__WRITTEN EXERCISE__
Could you rewrite everything from the start of the items down to the line containing "[(461, 176), (325, 188)]", replacing "marker" with "point" throughout and changing nothing else? Leave the pictures out of your answer.

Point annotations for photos

....................

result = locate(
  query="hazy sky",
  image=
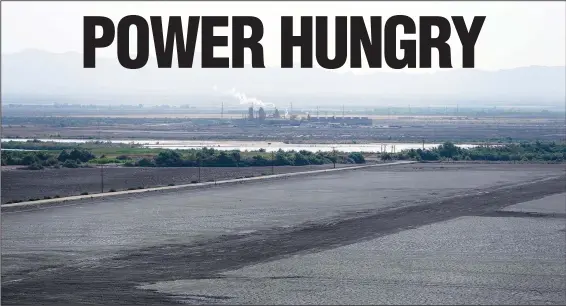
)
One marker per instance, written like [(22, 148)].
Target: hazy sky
[(514, 34)]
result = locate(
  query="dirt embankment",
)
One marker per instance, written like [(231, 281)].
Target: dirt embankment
[(23, 185)]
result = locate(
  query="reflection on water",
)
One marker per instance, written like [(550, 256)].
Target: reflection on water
[(256, 145)]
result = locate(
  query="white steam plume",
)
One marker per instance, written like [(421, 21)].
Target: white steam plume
[(244, 99)]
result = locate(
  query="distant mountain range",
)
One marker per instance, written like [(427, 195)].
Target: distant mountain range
[(34, 73)]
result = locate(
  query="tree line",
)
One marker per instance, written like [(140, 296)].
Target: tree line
[(550, 152)]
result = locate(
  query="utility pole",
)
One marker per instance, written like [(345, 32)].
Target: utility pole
[(272, 160), (199, 162), (334, 160), (101, 178)]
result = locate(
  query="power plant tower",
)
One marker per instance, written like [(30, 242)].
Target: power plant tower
[(261, 114)]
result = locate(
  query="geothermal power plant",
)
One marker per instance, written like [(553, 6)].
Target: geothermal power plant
[(261, 117)]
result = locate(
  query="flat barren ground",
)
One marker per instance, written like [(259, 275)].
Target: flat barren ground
[(301, 240)]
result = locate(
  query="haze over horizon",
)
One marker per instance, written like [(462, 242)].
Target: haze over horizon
[(518, 62)]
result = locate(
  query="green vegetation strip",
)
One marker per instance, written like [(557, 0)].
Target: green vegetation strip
[(55, 155)]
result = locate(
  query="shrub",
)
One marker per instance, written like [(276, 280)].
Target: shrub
[(35, 166), (69, 163)]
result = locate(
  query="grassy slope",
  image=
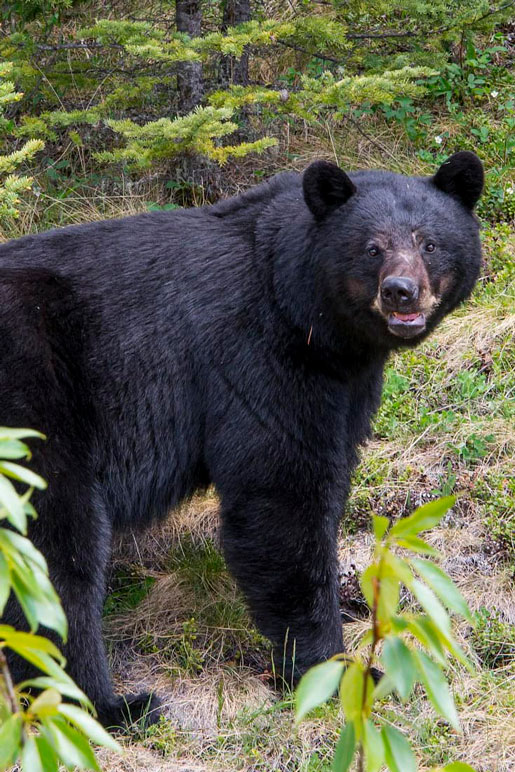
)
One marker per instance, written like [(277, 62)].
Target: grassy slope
[(177, 623)]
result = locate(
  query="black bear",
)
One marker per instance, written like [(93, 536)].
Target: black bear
[(240, 344)]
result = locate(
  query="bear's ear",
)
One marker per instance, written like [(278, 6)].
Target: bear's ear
[(461, 176), (325, 188)]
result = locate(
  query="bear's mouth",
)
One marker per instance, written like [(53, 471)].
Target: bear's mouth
[(406, 325)]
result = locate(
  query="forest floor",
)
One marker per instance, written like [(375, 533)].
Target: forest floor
[(176, 623)]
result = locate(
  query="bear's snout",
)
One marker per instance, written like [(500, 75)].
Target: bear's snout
[(398, 292)]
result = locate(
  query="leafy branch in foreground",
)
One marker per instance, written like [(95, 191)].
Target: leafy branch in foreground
[(415, 648), (37, 731)]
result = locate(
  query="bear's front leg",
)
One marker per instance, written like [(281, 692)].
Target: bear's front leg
[(281, 547)]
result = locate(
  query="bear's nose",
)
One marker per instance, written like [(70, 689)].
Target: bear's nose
[(398, 291)]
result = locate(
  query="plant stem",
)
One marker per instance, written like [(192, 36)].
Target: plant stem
[(9, 686), (376, 586)]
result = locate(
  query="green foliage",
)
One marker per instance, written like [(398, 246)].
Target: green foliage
[(493, 639), (416, 647), (12, 184), (37, 731)]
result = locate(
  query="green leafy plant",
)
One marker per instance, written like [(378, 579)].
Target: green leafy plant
[(409, 647), (13, 184), (38, 729)]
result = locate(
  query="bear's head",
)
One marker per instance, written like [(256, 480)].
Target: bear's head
[(394, 254)]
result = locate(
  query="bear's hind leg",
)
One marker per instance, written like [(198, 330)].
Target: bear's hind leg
[(75, 538)]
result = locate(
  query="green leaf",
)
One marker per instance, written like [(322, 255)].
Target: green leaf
[(344, 752), (437, 688), (399, 666), (30, 758), (10, 740), (47, 755), (30, 641), (416, 544), (89, 726), (423, 629), (5, 582), (12, 503), (351, 691), (423, 518), (373, 747), (13, 449), (397, 752), (38, 598), (432, 606), (317, 686), (71, 747), (443, 586), (22, 474), (380, 525)]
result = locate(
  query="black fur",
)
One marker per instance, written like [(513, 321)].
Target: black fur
[(235, 344)]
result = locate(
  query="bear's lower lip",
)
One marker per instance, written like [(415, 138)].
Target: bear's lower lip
[(406, 325)]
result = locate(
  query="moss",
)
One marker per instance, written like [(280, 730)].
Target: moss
[(129, 587)]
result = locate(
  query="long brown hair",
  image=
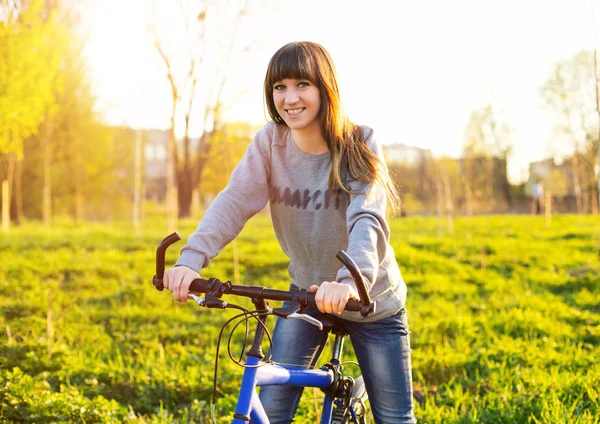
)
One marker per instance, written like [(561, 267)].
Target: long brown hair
[(347, 147)]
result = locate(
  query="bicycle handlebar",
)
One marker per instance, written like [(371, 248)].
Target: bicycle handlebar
[(217, 288)]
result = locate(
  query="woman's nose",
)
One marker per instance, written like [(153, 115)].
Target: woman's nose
[(291, 96)]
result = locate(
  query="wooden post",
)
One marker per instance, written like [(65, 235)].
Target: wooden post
[(548, 208), (195, 203), (5, 206), (236, 262), (137, 183)]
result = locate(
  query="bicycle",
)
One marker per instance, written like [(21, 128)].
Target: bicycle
[(345, 397)]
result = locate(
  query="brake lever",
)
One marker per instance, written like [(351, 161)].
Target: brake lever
[(199, 300), (211, 302), (307, 318)]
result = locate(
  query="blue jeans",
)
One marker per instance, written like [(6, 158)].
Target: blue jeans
[(383, 352)]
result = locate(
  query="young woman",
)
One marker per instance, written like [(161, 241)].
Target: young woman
[(327, 187)]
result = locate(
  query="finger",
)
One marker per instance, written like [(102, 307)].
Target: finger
[(175, 288), (185, 285), (330, 299), (166, 279), (319, 298), (341, 305)]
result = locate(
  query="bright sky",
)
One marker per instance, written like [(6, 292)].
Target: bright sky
[(414, 71)]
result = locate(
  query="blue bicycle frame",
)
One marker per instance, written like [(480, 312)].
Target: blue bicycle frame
[(258, 373), (249, 403)]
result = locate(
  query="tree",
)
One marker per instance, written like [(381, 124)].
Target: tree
[(197, 67), (26, 77), (569, 94), (486, 150)]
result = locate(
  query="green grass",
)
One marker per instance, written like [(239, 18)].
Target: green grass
[(504, 316)]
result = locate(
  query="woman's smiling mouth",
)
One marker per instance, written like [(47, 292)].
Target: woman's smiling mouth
[(294, 112)]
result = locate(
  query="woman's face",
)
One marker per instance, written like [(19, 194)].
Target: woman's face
[(298, 102)]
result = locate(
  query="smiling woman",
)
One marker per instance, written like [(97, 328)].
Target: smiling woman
[(328, 188)]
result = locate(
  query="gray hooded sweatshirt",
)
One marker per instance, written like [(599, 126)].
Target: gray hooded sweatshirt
[(312, 223)]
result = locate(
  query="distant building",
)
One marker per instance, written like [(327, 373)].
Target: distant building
[(559, 178), (155, 151), (404, 154)]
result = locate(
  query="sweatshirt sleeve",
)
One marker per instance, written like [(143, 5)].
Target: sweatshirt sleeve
[(246, 194), (368, 230)]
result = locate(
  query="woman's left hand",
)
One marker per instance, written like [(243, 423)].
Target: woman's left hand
[(331, 296)]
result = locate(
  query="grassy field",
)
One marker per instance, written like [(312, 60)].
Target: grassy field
[(504, 316)]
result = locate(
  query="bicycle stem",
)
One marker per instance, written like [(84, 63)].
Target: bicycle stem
[(366, 305)]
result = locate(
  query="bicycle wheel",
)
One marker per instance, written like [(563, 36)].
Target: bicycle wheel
[(358, 412)]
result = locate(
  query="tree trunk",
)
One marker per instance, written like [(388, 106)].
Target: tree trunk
[(184, 193), (7, 193), (5, 206), (171, 183), (577, 182), (137, 181), (47, 190), (19, 191), (78, 189)]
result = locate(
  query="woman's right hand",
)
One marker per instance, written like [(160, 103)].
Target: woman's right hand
[(177, 280)]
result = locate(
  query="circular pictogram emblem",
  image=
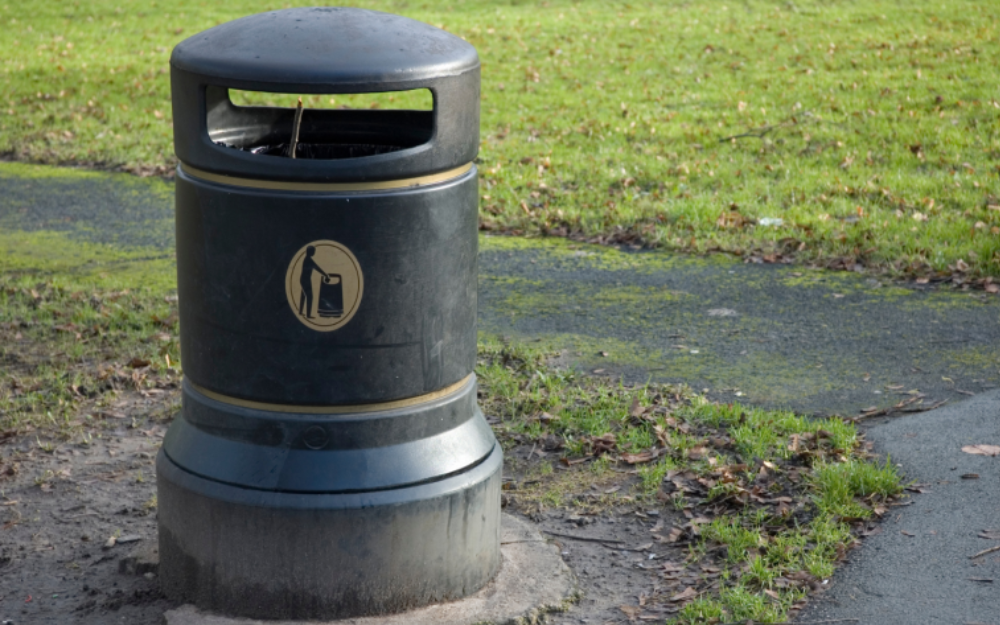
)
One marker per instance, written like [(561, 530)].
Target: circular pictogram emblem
[(324, 285)]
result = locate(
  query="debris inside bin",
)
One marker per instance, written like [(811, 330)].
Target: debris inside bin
[(319, 151), (303, 148)]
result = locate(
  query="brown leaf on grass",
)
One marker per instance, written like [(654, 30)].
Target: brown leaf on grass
[(603, 444), (641, 457), (630, 611), (732, 219), (697, 453), (685, 595), (982, 450)]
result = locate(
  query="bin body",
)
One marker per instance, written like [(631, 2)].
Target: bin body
[(330, 459)]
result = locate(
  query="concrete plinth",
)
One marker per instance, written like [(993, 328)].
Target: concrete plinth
[(533, 580)]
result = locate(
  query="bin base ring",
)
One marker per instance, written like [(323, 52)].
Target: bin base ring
[(274, 555)]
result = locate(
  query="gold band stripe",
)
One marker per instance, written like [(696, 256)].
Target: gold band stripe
[(251, 183), (345, 409)]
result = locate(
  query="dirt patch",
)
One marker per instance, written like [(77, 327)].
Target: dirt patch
[(61, 505)]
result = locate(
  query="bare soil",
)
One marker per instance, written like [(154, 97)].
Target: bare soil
[(59, 508)]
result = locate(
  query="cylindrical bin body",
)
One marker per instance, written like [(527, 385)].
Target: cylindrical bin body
[(330, 459)]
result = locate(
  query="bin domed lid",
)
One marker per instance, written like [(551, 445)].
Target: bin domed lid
[(336, 49)]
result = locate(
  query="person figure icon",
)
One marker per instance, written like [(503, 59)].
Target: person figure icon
[(305, 281)]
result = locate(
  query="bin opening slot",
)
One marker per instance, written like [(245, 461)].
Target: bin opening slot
[(333, 126)]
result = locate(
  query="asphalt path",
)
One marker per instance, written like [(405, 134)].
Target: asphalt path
[(919, 569), (780, 336)]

....................

__EXERCISE OUTPUT__
result = locate(
  query="hazy sky",
  image=
)
One point per instance, written like [(22, 148)].
Target: hazy sky
[(514, 34)]
result = locate(
  query="dirt embankment",
)
One point per instance, written like [(231, 281)].
Target: dirt embankment
[(23, 185)]
result = locate(
  query="reflection on water",
)
One point per instance, written like [(550, 256)].
Target: reflection on water
[(256, 145)]
result = locate(
  query="white steam plume",
)
One point per instance, written like [(421, 21)].
Target: white steam plume
[(244, 99)]
result = locate(
  query="distant mountain range",
)
One point per instance, written like [(427, 195)].
Target: distant mountain range
[(34, 73)]
result = locate(
  query="tree line",
)
One point per instance, written like [(140, 296)].
Target: tree line
[(550, 152)]
result = locate(
  query="utility pole",
)
One point per instance, written like [(345, 32)].
Target: utility pole
[(272, 160), (199, 162), (334, 160), (101, 178)]
result = locate(
  query="power plant tower",
)
One point per instance, written like [(30, 242)].
Target: power plant tower
[(261, 114)]
result = locate(
  query="geothermal power plant",
)
One point per instance, written like [(553, 6)].
Target: geothermal power plant
[(261, 117)]
result = locate(
  query="flat barren ground",
)
One point per instance, written like [(259, 275)].
Target: flat barren ground
[(301, 240)]
result = locate(
  query="haze over horizon",
)
One point per instance, written like [(462, 242)].
Target: haze over horizon
[(518, 62)]
result = locate(
  query="green vegetation strip",
)
One point per instance, written like [(557, 0)].
Target: green vegetation strip
[(55, 155)]
result = locate(
  query="shrub",
)
One point per instance, written like [(276, 280)].
Target: shrub
[(35, 166), (69, 163)]
result = locate(
  query="grassy slope",
  image=
)
One point per instance, written like [(277, 62)].
Target: grassy slope
[(177, 623)]
result = locate(
  query="black bear",
)
One point per instance, written like [(93, 536)].
Target: black bear
[(240, 344)]
result = locate(
  query="bear's ear",
)
One point per instance, written like [(278, 6)].
Target: bear's ear
[(461, 176), (325, 188)]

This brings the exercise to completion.